Die Bevölkerung ging nach der Wahl erneut auf die Straße, die Regierung reagiert mit Gewalt und Repressionen. Damit hat auch der Kreml zu tun.

Kommunalwahl in Georgien: Anhänger der Opposition mit georgischen Nationalfahnen versammeln sich, um die Wahl zu boykottieren Foto: Zurab Tsertsvadze/AP/dpa

G eorgiens inhaftierter früherer Präsident Michail Saakaschwili hatte sie ausgerufen – eine friedliche Revolution als letzte Chance zur Rettung der Demokratie in der Südkaukasusrepublik. Dass dieses Szenario am vergangenen Samstag, dem Tag der Kommunalwahlen, nicht Wirklichkeit wurde, hatte wohl kaum jemand ernsthaft erwartet. Doch die Kri­ti­ke­r*in­nen der immer autoritärer agierenden Regierungspartei Georgischer Traum (KO) jetzt abzuschreiben, hieße, die Rechnung ohne einen Großteil der Ge­or­gie­r*in­nen zu machen.

[Einträge aus einer Sammlung]
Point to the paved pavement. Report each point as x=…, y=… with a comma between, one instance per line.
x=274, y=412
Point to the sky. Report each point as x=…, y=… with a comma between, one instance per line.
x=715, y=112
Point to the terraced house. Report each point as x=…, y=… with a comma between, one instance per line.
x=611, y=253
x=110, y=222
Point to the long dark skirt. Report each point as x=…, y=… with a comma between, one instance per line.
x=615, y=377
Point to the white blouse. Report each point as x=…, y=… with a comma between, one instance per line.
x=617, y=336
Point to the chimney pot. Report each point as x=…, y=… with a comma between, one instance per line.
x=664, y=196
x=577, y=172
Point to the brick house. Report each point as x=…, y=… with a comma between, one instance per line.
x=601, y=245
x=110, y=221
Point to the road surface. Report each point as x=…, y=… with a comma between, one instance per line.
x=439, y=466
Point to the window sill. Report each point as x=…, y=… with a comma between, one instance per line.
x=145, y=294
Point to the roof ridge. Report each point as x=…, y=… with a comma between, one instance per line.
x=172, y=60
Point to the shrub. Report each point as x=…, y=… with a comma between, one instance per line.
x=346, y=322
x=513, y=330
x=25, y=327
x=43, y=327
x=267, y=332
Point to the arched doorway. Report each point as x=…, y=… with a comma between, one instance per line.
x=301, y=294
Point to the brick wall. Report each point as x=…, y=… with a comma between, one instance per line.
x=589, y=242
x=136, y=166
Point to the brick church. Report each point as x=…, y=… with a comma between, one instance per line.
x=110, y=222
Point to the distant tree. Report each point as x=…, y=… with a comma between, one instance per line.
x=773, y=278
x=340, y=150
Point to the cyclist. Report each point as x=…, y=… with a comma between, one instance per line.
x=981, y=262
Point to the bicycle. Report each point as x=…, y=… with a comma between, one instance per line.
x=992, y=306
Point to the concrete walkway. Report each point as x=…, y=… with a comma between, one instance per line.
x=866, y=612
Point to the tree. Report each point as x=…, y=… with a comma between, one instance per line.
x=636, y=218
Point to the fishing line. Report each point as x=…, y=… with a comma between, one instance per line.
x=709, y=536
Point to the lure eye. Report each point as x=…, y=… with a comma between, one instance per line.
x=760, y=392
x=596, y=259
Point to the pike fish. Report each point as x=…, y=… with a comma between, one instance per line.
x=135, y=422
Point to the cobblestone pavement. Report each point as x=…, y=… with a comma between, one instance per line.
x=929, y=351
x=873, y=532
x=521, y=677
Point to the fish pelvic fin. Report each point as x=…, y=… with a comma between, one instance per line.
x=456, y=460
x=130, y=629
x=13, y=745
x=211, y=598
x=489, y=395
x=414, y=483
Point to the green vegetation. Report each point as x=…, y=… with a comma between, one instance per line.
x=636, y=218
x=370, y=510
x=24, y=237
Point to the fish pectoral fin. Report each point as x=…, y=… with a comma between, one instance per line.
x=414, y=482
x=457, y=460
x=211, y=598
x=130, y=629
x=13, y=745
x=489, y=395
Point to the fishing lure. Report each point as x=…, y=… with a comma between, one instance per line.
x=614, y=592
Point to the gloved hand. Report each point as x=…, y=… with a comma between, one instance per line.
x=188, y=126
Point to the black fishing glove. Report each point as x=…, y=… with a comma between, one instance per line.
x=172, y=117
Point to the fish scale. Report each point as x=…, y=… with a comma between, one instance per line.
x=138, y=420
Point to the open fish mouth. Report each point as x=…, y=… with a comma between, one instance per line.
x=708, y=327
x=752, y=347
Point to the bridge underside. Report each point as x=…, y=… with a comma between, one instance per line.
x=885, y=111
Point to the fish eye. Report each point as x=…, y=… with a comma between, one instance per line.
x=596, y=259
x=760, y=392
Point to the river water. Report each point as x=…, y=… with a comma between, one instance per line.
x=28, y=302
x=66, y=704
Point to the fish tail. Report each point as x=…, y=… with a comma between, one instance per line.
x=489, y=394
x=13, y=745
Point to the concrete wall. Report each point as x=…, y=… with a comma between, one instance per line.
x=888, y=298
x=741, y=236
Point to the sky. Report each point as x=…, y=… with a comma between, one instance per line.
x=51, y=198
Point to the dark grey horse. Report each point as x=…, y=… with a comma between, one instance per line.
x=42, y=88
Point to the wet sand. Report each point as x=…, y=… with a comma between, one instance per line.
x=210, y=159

[Gestellte Aufgabe] Gib aus dem Text über die Kommunalwahl in Georgien den Abschnitt wortgetreu aus, der mit den Worten „Kommunalwahl in Georgien: Anhänger“ einsetzt und mit „Ge­or­gie­r*in­nen zu machen.“ schließt.

[Antwort zur Aufgabe]
Kommunalwahl in Georgien: Anhänger der Opposition mit georgischen Nationalfahnen versammeln sich, um die Wahl zu boykottieren Foto: Zurab Tsertsvadze/AP/dpa

G eorgiens inhaftierter früherer Präsident Michail Saakaschwili hatte sie ausgerufen – eine friedliche Revolution als letzte Chance zur Rettung der Demokratie in der Südkaukasusrepublik. Dass dieses Szenario am vergangenen Samstag, dem Tag der Kommunalwahlen, nicht Wirklichkeit wurde, hatte wohl kaum jemand ernsthaft erwartet. Doch die Kri­ti­ke­r*in­nen der immer autoritärer agierenden Regierungspartei Georgischer Traum (KO) jetzt abzuschreiben, hieße, die Rechnung ohne einen Großteil der Ge­or­gie­r*in­nen zu machen.